**Material to process:**
————

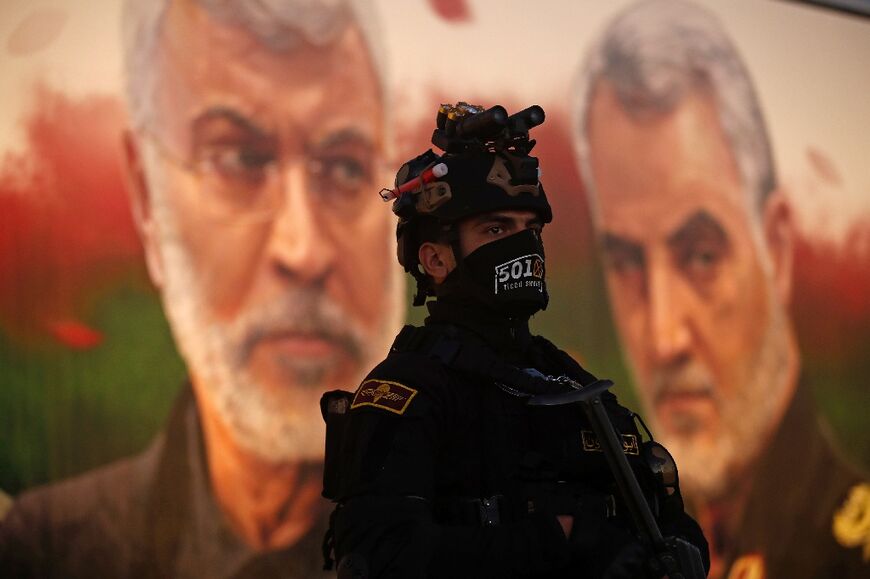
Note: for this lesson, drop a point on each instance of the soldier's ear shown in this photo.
(140, 205)
(437, 260)
(779, 232)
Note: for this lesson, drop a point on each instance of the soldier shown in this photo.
(438, 464)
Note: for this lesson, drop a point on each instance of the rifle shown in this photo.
(678, 558)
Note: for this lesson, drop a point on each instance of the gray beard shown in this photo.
(278, 425)
(748, 417)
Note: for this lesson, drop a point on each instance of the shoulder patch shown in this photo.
(383, 394)
(851, 525)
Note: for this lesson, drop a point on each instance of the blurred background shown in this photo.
(88, 369)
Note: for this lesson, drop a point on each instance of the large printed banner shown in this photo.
(193, 249)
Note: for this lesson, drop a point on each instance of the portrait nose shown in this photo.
(670, 335)
(300, 247)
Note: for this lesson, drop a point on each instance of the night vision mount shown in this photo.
(466, 128)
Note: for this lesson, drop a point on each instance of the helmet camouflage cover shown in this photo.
(485, 167)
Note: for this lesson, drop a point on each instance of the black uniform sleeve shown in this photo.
(388, 471)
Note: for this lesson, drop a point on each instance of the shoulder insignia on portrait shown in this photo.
(385, 395)
(851, 525)
(749, 566)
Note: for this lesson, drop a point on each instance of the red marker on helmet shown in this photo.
(434, 172)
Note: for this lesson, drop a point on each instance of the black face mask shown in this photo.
(507, 275)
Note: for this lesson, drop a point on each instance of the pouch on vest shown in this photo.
(334, 406)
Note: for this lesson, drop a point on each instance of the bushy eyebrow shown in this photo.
(700, 225)
(223, 113)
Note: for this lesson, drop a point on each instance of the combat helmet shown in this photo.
(485, 166)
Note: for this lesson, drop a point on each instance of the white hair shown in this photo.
(279, 25)
(654, 54)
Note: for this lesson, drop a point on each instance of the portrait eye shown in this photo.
(701, 261)
(340, 173)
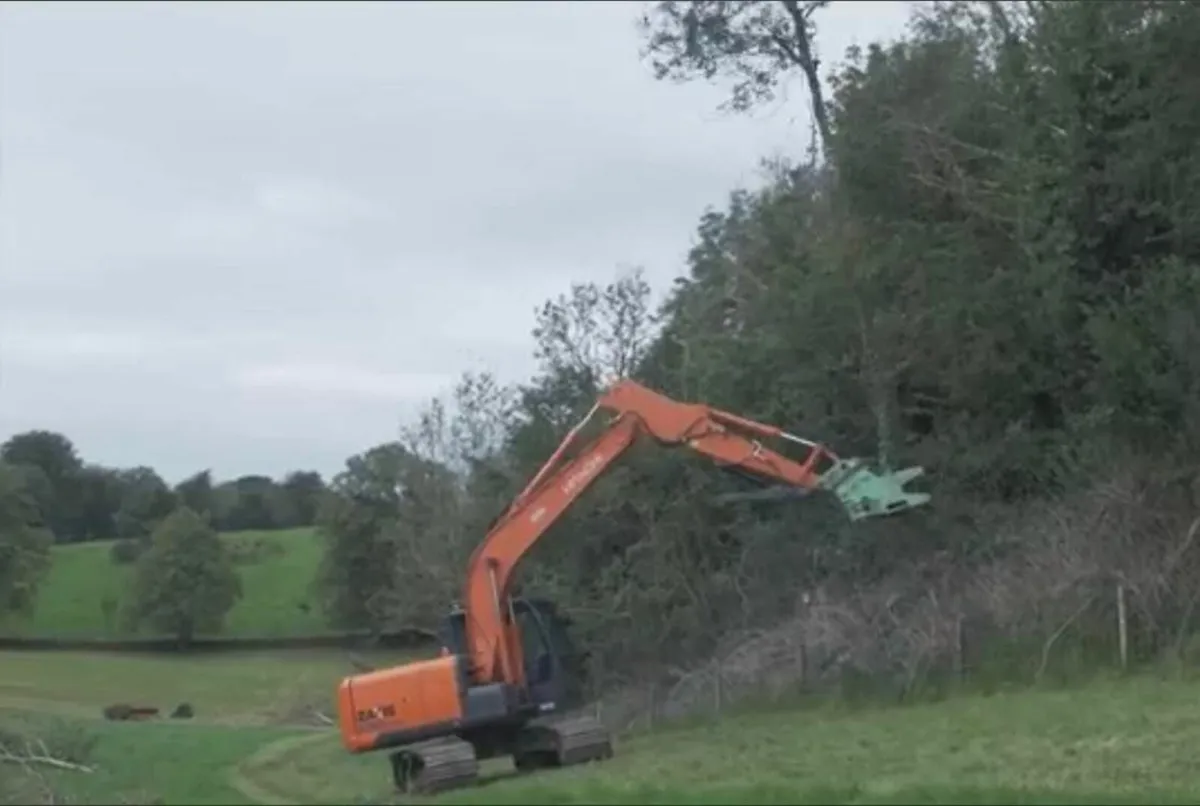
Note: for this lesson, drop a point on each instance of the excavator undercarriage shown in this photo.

————

**Problem requirements:** Reproduce the items verbatim, starting at the line that contains "mount shown in this photo." and continuing through the final line of the items, both ends included. Leave the pictures out of your copy.

**Solution to this problem:**
Note: for this lesson, drop a point on each instance of the night vision mount shown in this photo.
(466, 128)
Note: for this lesson, drop a point on each instance of the helmet camouflage cover shown in this photo.
(485, 167)
Note: for this lesson, drop a point on each instance of the black uniform sleeve shown in this photo.
(388, 471)
Note: for this lesson, drop a point on each instance of the shoulder insignia on portrait shown in this photo.
(385, 395)
(851, 525)
(749, 566)
Note: for this lesson, drop a point on each instance of the red marker on helmet shown in this photo.
(434, 172)
Note: for this lesson, drop a point on each instance of the black face mask shown in this photo.
(507, 275)
Note: for this lesson, drop a point on each instance of the pouch on vest shown in this photo.
(334, 406)
Note: for this lesson, drop a point on each instance of the bushy eyebrow shown in this photo.
(700, 225)
(223, 113)
Note: for this lesson, drop a point on each instance of the combat helmet shown in this photo.
(485, 166)
Note: for this lesson, drop a point on each instance of the white hair shown in this photo.
(279, 25)
(654, 54)
Note: for this lesson, drop a point on each instance of the portrait eye shown in this photo.
(701, 261)
(340, 173)
Note: for this lesson, drop a point on each instance of the excavator undercarriage shown in this photo.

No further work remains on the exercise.